■ **Supplied data**
● ● ● ● ●
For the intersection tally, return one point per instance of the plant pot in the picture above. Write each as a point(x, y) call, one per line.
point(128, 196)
● ● ● ● ●
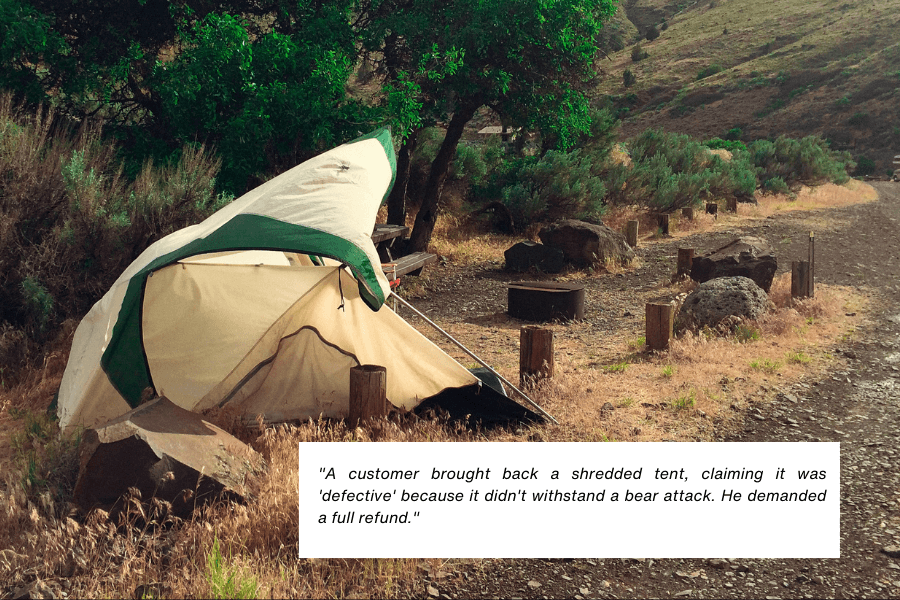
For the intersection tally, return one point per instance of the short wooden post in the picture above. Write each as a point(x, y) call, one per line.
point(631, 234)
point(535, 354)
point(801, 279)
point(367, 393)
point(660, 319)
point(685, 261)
● ● ● ● ●
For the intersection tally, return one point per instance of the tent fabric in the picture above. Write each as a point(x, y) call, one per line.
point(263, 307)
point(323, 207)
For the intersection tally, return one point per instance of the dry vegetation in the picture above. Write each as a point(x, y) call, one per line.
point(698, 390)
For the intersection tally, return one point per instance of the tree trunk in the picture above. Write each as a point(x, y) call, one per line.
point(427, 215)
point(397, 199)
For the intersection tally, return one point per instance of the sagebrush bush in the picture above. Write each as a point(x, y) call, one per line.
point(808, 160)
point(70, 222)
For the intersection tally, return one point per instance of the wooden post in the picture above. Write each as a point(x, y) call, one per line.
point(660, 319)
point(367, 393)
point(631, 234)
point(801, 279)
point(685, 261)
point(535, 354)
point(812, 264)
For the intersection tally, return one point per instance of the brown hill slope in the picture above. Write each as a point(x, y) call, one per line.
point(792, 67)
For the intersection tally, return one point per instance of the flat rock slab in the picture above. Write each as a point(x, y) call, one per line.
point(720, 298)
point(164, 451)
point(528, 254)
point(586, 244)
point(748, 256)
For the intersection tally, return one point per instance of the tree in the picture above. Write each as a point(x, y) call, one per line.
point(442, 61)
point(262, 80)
● ● ● ● ●
■ **Exercise instructions**
Copy out the data from the line with "of the tent" to the line with "point(262, 80)", both included, leaving the request lines unchanged. Shift every coordinate in the answer points by adding 86 to it.

■ **The solution**
For the intersection tally, return one point per instance of the tent fabric in the picture above. Write each as a point(x, y) call, one per line.
point(349, 393)
point(409, 293)
For the intersection tally, return one point per instance of the dry vegetation in the picture above. Write each as a point(x, y) call, one per line.
point(784, 476)
For the intersection tally, return one point per instance of the tree trunk in the picture above. Write each as a point(x, y) call, one per line.
point(513, 301)
point(483, 285)
For the intersection tally, return one point per instance of the sagebrush bush in the picture above. Write each as a point(x, y) call, one per line.
point(894, 246)
point(156, 308)
For the intersection tally, return one point per instance of the wooden post in the picture above. Write each as a point(x, y) call, one per line.
point(746, 405)
point(453, 479)
point(717, 320)
point(887, 365)
point(771, 347)
point(621, 440)
point(898, 350)
For the intersection tally, return one point per instance of the brown hill slope in the picture above. Write each as a point(x, y) call, one per line.
point(878, 153)
For the intersection tally, return one point per instance of the flat rock slab in the picture above. Write each as a point(x, y) call, one per line.
point(806, 384)
point(250, 537)
point(614, 340)
point(672, 330)
point(834, 342)
For the intersection tally, return one point per instance of the tree in the picture above. Write each as a point(x, y) call, one per line.
point(528, 147)
point(348, 166)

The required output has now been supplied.